INSTRUCTIONS:
[1] Rewrite more briefly the paragraph of the Postgres full-text search text that begins "A tsquery defines the filter", keeping its main facts.
[2] Carry on the Postgres full-text search text from the point where it stops.

TEXT BLOCK:
::::

Notice, that this UPDATE will also trigger the update on the generated columns tsvec_si and tsvec_en which store the tsvector of each document.

Parsing PDF from bytea

If you don’t have the actual file available, and you have stored its contents in a bytea column, you can use the pdf_read_bytes(bytea) function to populate the txt column.

Running FTS Queries

FTS in Postgres can be extremely powerful (see docs) but it generally takes the form of tsvector @@ tsquery operator.

A tsquery defines the filter for matching documents against the tsvector data type. There are also different flavors available: plainto_tsquery, phraseto_tsquery and websearch_to_tsquery. (see docs)

To search for documents mentioning Postgres

SELECT name
FROM pdfs
WHERE tsvec_en @@ to_tsquery('english', 'Postgres');
                      name                       
-------------------------------------------------
 mvcc.pdf
 PostgreSQL_Introduction.pdf
 inside_shmem.pdf
 postgresql-sharding-and-ha-pgconf-asia-2017.pdf
 locking.pdf
(5 rows)

::::

DATASET EXTRACT:
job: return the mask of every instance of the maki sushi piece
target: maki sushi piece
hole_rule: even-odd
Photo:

::::

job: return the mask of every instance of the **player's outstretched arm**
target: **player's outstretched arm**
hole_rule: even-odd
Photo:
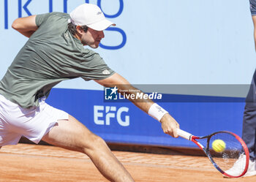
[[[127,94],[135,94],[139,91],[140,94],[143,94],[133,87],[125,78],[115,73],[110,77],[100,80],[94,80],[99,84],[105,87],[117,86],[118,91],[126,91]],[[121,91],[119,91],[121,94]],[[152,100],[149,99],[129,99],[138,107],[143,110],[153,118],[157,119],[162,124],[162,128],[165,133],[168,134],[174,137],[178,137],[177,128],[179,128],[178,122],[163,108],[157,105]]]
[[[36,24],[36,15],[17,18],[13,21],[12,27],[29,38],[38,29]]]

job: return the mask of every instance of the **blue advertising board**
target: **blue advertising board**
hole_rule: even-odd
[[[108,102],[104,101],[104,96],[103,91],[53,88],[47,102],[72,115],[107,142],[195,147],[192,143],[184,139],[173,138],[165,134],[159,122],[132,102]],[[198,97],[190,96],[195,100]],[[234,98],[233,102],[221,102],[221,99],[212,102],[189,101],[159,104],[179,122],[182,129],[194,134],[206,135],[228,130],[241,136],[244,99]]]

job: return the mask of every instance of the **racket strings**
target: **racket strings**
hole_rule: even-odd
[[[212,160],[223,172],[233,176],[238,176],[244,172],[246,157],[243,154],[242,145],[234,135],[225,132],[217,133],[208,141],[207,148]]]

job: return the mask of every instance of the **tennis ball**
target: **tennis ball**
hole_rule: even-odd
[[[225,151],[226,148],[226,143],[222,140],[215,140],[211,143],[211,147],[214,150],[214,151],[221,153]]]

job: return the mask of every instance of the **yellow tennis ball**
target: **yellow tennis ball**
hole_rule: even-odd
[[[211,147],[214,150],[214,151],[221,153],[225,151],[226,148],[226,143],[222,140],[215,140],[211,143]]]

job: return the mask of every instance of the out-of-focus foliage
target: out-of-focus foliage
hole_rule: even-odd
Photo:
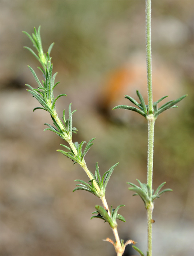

::::

RESPONSES PER TASK:
[1] A tsquery sets the filter that matches documents against tsvector data, and it also comes in the flavors plainto_tsquery, phraseto_tsquery and websearch_to_tsquery.

[2]
To search for documents mentioning Postgres and sharding

SELECT name
FROM pdfs
WHERE tsvec_en @@ to_tsquery('english', 'Postgres & Sharding');
                      name                       
-------------------------------------------------
 postgresql-sharding-and-ha-pgconf-asia-2017.pdf
(1 row)

Improving Performance

Our sample table is too small to worry about performance, but in general, one can crate GIN indices on tsvector columns.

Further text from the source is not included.